--- Instructions to follow ---
Render the records below as a Markdown table with two columns, Row and Entry, putting each line in its own numbered row. Skip blank lines and leave the pictures out.

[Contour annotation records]
— BEGIN —
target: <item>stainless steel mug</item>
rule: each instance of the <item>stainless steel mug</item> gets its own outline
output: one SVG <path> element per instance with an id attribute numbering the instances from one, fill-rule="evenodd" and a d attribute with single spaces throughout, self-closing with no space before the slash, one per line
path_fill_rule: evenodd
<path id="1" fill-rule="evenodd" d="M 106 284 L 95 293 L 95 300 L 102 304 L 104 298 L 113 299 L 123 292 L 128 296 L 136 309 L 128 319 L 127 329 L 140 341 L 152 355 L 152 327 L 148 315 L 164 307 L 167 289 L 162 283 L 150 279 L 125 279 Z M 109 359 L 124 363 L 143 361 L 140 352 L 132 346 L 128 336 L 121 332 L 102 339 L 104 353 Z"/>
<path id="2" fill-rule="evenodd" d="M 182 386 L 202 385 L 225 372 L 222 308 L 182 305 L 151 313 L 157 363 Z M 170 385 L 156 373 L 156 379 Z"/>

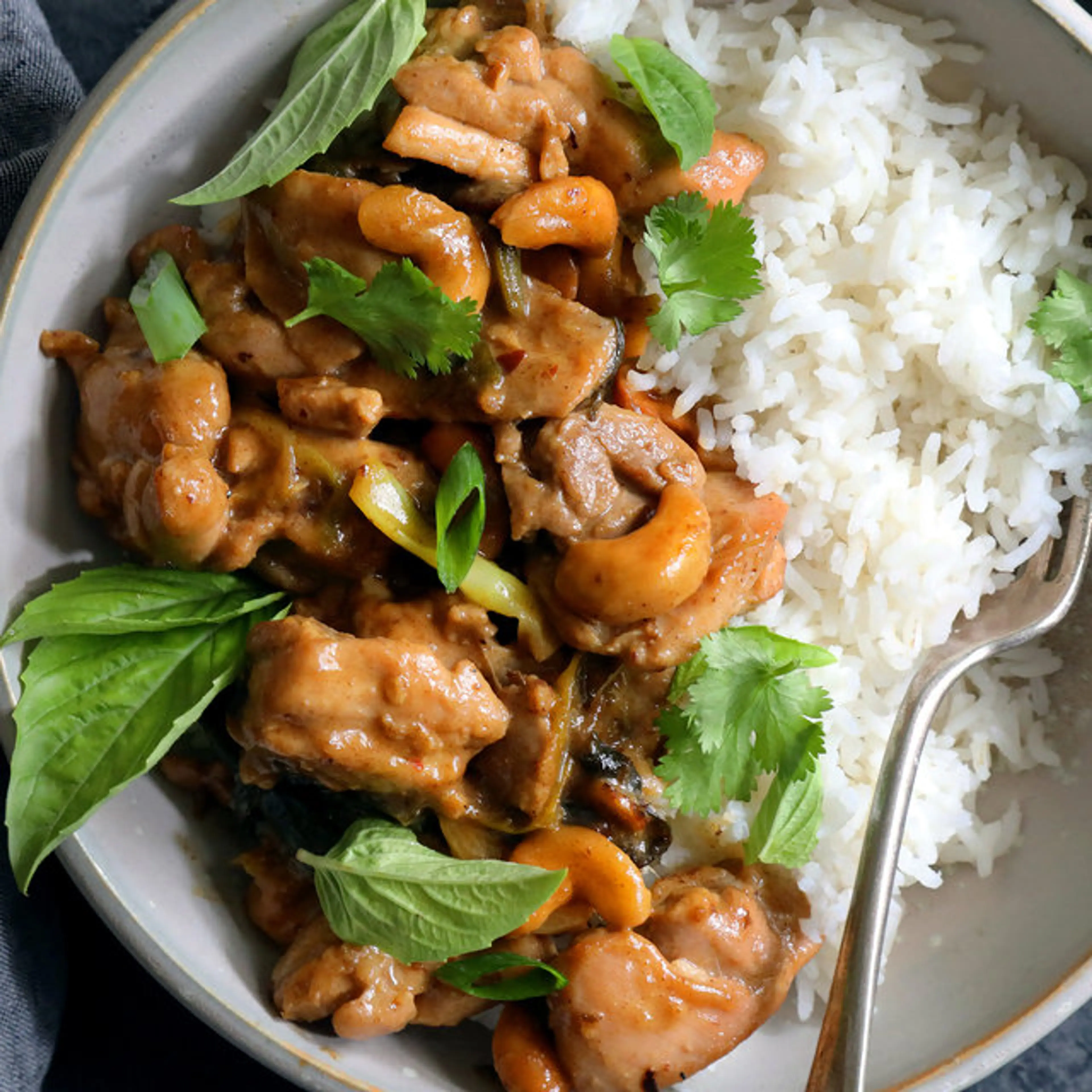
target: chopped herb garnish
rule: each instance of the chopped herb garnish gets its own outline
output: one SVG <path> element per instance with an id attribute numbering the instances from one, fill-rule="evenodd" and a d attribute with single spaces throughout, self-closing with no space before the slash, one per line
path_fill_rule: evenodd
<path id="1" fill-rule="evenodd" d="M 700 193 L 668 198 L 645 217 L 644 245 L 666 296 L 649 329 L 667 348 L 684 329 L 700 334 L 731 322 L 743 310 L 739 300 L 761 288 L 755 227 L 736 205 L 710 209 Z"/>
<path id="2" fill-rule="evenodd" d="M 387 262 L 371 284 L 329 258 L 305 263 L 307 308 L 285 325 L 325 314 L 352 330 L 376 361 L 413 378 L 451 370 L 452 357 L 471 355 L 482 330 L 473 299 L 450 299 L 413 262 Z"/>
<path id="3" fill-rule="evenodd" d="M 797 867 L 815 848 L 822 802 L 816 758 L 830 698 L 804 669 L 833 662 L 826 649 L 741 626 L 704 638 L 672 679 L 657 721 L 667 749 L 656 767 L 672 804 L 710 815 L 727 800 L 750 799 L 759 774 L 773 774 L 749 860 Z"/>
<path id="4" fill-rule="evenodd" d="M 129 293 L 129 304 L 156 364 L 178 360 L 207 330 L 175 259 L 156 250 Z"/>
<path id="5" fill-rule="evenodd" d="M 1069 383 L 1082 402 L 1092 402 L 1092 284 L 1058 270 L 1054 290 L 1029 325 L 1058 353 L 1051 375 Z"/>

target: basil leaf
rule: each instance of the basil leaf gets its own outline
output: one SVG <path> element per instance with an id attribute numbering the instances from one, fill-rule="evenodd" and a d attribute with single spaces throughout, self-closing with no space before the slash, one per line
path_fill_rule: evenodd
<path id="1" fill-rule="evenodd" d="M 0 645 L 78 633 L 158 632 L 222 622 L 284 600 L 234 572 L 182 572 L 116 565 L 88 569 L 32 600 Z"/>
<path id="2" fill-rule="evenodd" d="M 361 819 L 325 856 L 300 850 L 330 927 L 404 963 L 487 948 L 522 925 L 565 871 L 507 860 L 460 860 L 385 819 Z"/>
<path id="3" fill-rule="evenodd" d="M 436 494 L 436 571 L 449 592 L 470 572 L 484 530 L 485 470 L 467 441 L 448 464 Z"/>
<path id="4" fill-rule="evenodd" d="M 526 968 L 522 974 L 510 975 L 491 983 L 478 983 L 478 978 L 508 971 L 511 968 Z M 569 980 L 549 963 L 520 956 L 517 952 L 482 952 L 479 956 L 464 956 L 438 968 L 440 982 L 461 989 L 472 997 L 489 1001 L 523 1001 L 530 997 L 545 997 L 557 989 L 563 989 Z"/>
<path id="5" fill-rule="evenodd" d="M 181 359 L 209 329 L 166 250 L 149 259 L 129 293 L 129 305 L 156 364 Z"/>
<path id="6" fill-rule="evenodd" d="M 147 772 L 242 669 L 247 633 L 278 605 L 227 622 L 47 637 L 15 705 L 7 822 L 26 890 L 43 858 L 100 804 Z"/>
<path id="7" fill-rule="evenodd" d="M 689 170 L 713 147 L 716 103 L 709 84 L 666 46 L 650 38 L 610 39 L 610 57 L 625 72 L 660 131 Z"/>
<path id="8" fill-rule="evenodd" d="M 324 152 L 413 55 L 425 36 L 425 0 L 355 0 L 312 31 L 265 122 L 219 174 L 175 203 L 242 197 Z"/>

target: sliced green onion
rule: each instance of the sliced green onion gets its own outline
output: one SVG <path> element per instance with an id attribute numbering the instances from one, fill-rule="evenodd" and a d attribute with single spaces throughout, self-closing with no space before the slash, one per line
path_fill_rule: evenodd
— END —
--- Exercise result ---
| Row | Entry |
|---|---|
| 1 | target: <item>stainless steel mug</item> |
| 2 | rule: each instance of the <item>stainless steel mug</item> gets its own outline |
| 3 | output: one SVG <path> element per instance with an id attribute numbering the instances from one, fill-rule="evenodd" and a d attribute with single spaces throughout, self-closing with no space before the slash, one per line |
| 4 | path_fill_rule: evenodd |
| 5 | <path id="1" fill-rule="evenodd" d="M 106 284 L 95 293 L 95 300 L 102 304 L 104 298 L 113 299 L 123 292 L 128 296 L 136 309 L 128 319 L 127 329 L 140 341 L 152 355 L 152 327 L 148 315 L 164 307 L 167 289 L 162 283 L 150 279 L 125 279 Z M 109 359 L 124 363 L 143 361 L 140 352 L 132 346 L 128 336 L 121 332 L 102 339 L 104 353 Z"/> |
| 6 | <path id="2" fill-rule="evenodd" d="M 182 386 L 202 385 L 225 372 L 222 308 L 182 305 L 151 313 L 157 363 Z M 170 385 L 156 373 L 156 379 Z"/> |
| 7 | target: chopped herb garnish |
| 8 | rule: each instance of the chopped herb garnish gets its own outline |
| 9 | output: one SVG <path> element per instance with an id attribute numbering the instances from one, fill-rule="evenodd" and a d attribute with single spaces throughout, self-closing with no space before the slash, one per line |
| 10 | path_fill_rule: evenodd |
| 11 | <path id="1" fill-rule="evenodd" d="M 700 193 L 668 198 L 645 217 L 644 245 L 666 296 L 649 329 L 667 348 L 684 329 L 700 334 L 731 322 L 743 310 L 739 300 L 761 288 L 755 227 L 736 205 L 710 209 Z"/> |
| 12 | <path id="2" fill-rule="evenodd" d="M 387 262 L 371 284 L 329 258 L 305 263 L 307 308 L 285 325 L 325 314 L 352 330 L 376 361 L 413 378 L 451 370 L 452 357 L 471 355 L 482 330 L 473 299 L 450 299 L 413 262 Z"/> |
| 13 | <path id="3" fill-rule="evenodd" d="M 797 867 L 815 848 L 822 802 L 816 758 L 830 698 L 804 669 L 833 662 L 826 649 L 741 626 L 704 638 L 672 679 L 657 721 L 667 749 L 656 767 L 672 804 L 710 815 L 727 800 L 750 799 L 759 774 L 773 774 L 749 860 Z"/> |
| 14 | <path id="4" fill-rule="evenodd" d="M 129 293 L 129 304 L 156 364 L 178 360 L 207 330 L 175 259 L 156 250 Z"/> |
| 15 | <path id="5" fill-rule="evenodd" d="M 1069 383 L 1082 402 L 1092 402 L 1092 284 L 1058 270 L 1054 290 L 1029 325 L 1058 353 L 1051 375 Z"/> |
| 16 | target: basil leaf |
| 17 | rule: each instance of the basil leaf gets its own outline |
| 18 | output: one SVG <path> element per instance with an id attribute numbering the instances from one, fill-rule="evenodd" and a d attribute with single spaces throughout, self-closing with no space before the slash, one per line |
| 19 | path_fill_rule: evenodd |
| 20 | <path id="1" fill-rule="evenodd" d="M 0 645 L 78 633 L 158 632 L 222 622 L 284 600 L 234 572 L 182 572 L 116 565 L 88 569 L 32 600 Z"/> |
| 21 | <path id="2" fill-rule="evenodd" d="M 361 819 L 325 856 L 300 850 L 330 927 L 404 963 L 487 948 L 522 925 L 565 871 L 507 860 L 460 860 L 385 819 Z"/> |
| 22 | <path id="3" fill-rule="evenodd" d="M 436 494 L 436 571 L 449 592 L 470 572 L 484 530 L 485 470 L 467 441 L 448 464 Z"/> |
| 23 | <path id="4" fill-rule="evenodd" d="M 526 968 L 522 974 L 510 975 L 491 983 L 478 983 L 478 978 L 508 971 L 511 968 Z M 569 980 L 549 963 L 520 956 L 517 952 L 482 952 L 479 956 L 464 956 L 438 968 L 440 982 L 461 989 L 472 997 L 489 1001 L 523 1001 L 530 997 L 545 997 L 557 989 L 563 989 Z"/> |
| 24 | <path id="5" fill-rule="evenodd" d="M 181 359 L 209 329 L 166 250 L 149 259 L 129 293 L 129 305 L 156 364 Z"/> |
| 25 | <path id="6" fill-rule="evenodd" d="M 147 772 L 242 669 L 247 633 L 278 605 L 227 622 L 47 637 L 15 705 L 7 822 L 26 890 L 43 858 L 100 804 Z"/> |
| 26 | <path id="7" fill-rule="evenodd" d="M 689 170 L 713 147 L 716 103 L 709 84 L 666 46 L 650 38 L 610 39 L 610 57 L 625 72 L 660 131 Z"/> |
| 27 | <path id="8" fill-rule="evenodd" d="M 324 152 L 413 55 L 425 36 L 425 0 L 355 0 L 312 31 L 265 122 L 219 174 L 175 203 L 242 197 Z"/> |
| 28 | target: sliced green onion |
| 29 | rule: each instance of the sliced green onion gets its own outline |
| 30 | output: one SVG <path> element per instance with an id attribute numbering the instances from one, fill-rule="evenodd" and a d attribute with single spaces throughout, self-closing with no space before the slash, one per line |
| 31 | path_fill_rule: evenodd |